What the task asks – State how many lines in the records contain the word "bowl", and give only the number.

Given data –
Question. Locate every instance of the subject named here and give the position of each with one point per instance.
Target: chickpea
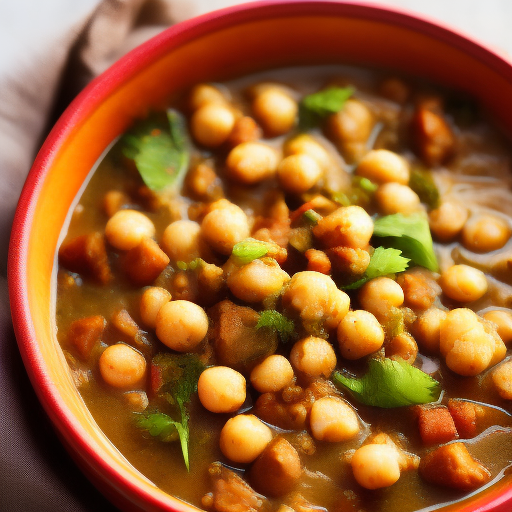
(251, 162)
(181, 325)
(463, 283)
(224, 227)
(221, 389)
(359, 334)
(348, 226)
(121, 366)
(126, 229)
(272, 374)
(211, 124)
(204, 94)
(332, 419)
(465, 344)
(447, 221)
(151, 301)
(396, 198)
(484, 233)
(304, 144)
(426, 329)
(298, 173)
(244, 437)
(375, 466)
(181, 240)
(383, 166)
(313, 356)
(502, 380)
(256, 281)
(503, 321)
(275, 110)
(379, 295)
(316, 298)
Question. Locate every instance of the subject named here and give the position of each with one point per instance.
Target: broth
(477, 175)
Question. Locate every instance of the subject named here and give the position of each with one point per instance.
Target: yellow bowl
(216, 46)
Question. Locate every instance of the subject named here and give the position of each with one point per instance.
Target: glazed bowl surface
(220, 45)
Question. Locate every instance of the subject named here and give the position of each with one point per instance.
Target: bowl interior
(216, 46)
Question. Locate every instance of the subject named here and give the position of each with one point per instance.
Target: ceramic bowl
(219, 45)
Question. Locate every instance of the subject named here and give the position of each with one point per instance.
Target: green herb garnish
(274, 320)
(410, 234)
(160, 149)
(364, 184)
(390, 383)
(191, 265)
(248, 250)
(315, 107)
(178, 376)
(382, 263)
(422, 182)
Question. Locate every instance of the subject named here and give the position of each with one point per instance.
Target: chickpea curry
(291, 292)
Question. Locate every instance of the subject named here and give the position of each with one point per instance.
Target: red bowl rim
(89, 98)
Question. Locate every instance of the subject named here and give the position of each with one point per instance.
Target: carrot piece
(464, 415)
(84, 333)
(86, 255)
(145, 262)
(436, 425)
(452, 466)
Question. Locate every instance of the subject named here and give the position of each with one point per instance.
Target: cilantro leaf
(382, 263)
(315, 107)
(422, 182)
(174, 377)
(410, 234)
(390, 383)
(274, 320)
(164, 427)
(159, 148)
(248, 250)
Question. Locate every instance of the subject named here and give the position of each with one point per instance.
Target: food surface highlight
(292, 292)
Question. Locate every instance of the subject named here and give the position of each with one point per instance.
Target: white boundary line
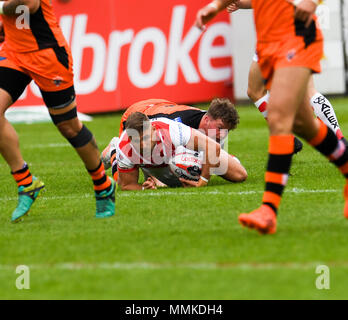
(179, 193)
(189, 266)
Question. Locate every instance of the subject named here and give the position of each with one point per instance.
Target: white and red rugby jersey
(169, 135)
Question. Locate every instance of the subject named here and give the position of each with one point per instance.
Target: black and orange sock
(281, 149)
(23, 177)
(326, 143)
(101, 181)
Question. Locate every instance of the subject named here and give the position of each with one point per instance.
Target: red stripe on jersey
(263, 106)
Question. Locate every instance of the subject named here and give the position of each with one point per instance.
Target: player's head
(140, 132)
(221, 117)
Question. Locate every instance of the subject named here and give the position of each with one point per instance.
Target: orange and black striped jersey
(274, 20)
(161, 108)
(43, 31)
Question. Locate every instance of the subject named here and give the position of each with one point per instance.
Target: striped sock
(281, 148)
(326, 142)
(101, 181)
(23, 177)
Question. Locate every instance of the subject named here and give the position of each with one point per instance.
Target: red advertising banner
(126, 51)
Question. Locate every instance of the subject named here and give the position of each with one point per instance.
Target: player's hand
(234, 6)
(204, 15)
(2, 33)
(304, 11)
(149, 184)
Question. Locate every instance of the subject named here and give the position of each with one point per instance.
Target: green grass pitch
(174, 243)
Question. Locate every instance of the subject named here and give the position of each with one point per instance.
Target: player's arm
(211, 150)
(128, 180)
(208, 12)
(9, 7)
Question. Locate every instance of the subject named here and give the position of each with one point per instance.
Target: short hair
(224, 109)
(137, 121)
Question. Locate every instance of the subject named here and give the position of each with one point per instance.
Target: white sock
(261, 104)
(325, 112)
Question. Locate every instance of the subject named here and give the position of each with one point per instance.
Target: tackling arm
(9, 7)
(208, 12)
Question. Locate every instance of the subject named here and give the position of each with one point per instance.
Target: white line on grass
(168, 265)
(178, 193)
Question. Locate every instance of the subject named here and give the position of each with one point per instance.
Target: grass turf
(173, 243)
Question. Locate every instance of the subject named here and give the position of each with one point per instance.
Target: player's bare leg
(85, 145)
(9, 142)
(259, 95)
(286, 95)
(256, 87)
(28, 186)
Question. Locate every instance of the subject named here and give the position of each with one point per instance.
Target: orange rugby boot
(263, 219)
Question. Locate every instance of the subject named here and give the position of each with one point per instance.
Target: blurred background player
(38, 51)
(150, 144)
(220, 118)
(289, 48)
(260, 96)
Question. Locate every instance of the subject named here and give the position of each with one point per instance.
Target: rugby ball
(186, 164)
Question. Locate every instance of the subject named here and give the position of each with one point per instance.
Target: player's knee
(68, 130)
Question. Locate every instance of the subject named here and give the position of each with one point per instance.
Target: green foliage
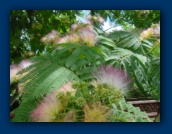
(91, 96)
(128, 113)
(52, 70)
(56, 64)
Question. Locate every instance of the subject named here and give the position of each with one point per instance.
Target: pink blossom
(51, 106)
(25, 63)
(14, 69)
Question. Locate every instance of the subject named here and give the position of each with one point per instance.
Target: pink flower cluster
(50, 107)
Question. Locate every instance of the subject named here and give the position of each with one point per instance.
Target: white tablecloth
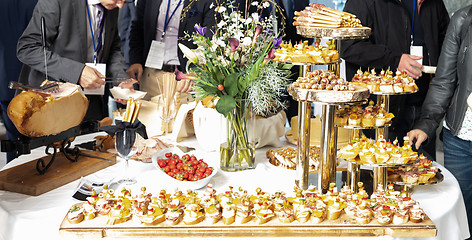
(29, 217)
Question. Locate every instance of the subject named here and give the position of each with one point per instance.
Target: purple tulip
(179, 75)
(277, 42)
(200, 30)
(271, 54)
(234, 43)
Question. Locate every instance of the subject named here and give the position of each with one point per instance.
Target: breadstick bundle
(318, 15)
(132, 110)
(168, 89)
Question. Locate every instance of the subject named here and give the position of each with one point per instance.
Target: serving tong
(46, 86)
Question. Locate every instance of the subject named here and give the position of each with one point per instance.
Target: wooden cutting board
(25, 179)
(341, 227)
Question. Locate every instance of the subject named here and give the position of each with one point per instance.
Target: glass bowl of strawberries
(185, 169)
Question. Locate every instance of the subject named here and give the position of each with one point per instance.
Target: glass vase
(238, 152)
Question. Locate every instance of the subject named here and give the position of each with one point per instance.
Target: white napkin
(124, 93)
(469, 101)
(429, 69)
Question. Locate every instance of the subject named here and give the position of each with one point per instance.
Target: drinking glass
(126, 145)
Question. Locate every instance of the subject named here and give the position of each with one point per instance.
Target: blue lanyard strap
(95, 47)
(167, 20)
(413, 21)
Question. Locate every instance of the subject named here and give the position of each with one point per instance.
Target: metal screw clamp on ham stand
(327, 168)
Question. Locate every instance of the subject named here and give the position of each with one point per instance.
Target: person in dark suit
(165, 22)
(15, 15)
(69, 45)
(125, 18)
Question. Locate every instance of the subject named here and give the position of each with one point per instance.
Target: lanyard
(413, 21)
(167, 20)
(95, 47)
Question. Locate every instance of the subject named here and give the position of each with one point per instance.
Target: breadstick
(131, 111)
(128, 104)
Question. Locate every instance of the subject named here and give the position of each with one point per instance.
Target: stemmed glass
(168, 113)
(126, 145)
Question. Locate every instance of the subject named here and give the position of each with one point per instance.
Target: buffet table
(27, 217)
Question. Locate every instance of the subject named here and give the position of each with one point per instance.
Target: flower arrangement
(235, 63)
(235, 66)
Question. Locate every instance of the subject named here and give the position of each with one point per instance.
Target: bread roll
(37, 114)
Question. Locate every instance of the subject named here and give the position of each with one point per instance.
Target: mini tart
(333, 213)
(302, 213)
(118, 216)
(193, 214)
(363, 216)
(229, 215)
(368, 120)
(317, 215)
(416, 214)
(173, 217)
(263, 215)
(154, 216)
(75, 215)
(401, 216)
(354, 120)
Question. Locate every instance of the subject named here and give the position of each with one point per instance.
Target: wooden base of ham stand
(26, 179)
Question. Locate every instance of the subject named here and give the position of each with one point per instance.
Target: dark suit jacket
(66, 31)
(14, 15)
(143, 29)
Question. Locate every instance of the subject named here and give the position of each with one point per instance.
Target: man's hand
(417, 136)
(409, 64)
(126, 85)
(90, 78)
(135, 71)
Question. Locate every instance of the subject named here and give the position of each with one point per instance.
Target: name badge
(155, 57)
(101, 68)
(417, 51)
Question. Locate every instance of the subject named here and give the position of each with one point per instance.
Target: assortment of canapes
(287, 157)
(304, 53)
(318, 15)
(421, 172)
(368, 151)
(385, 82)
(357, 116)
(323, 80)
(239, 207)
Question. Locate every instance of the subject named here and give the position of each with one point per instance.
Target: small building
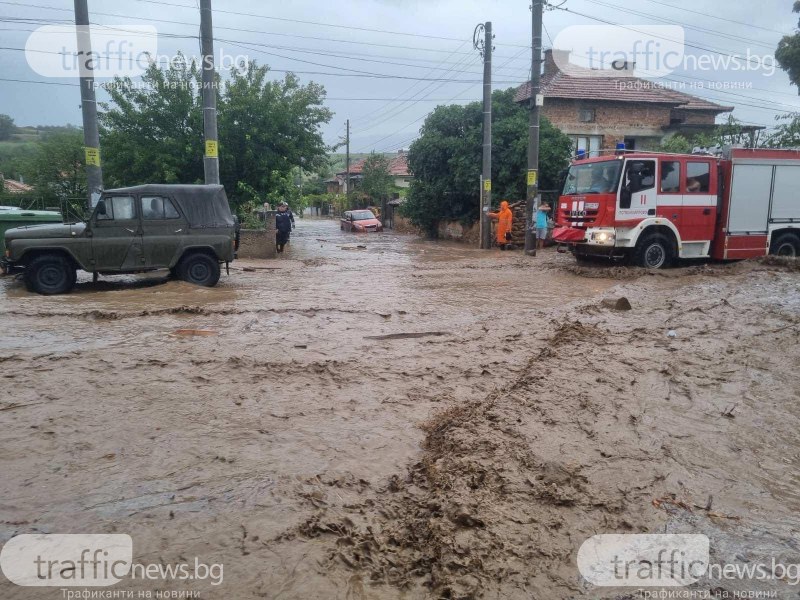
(398, 169)
(600, 109)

Worked solution – 6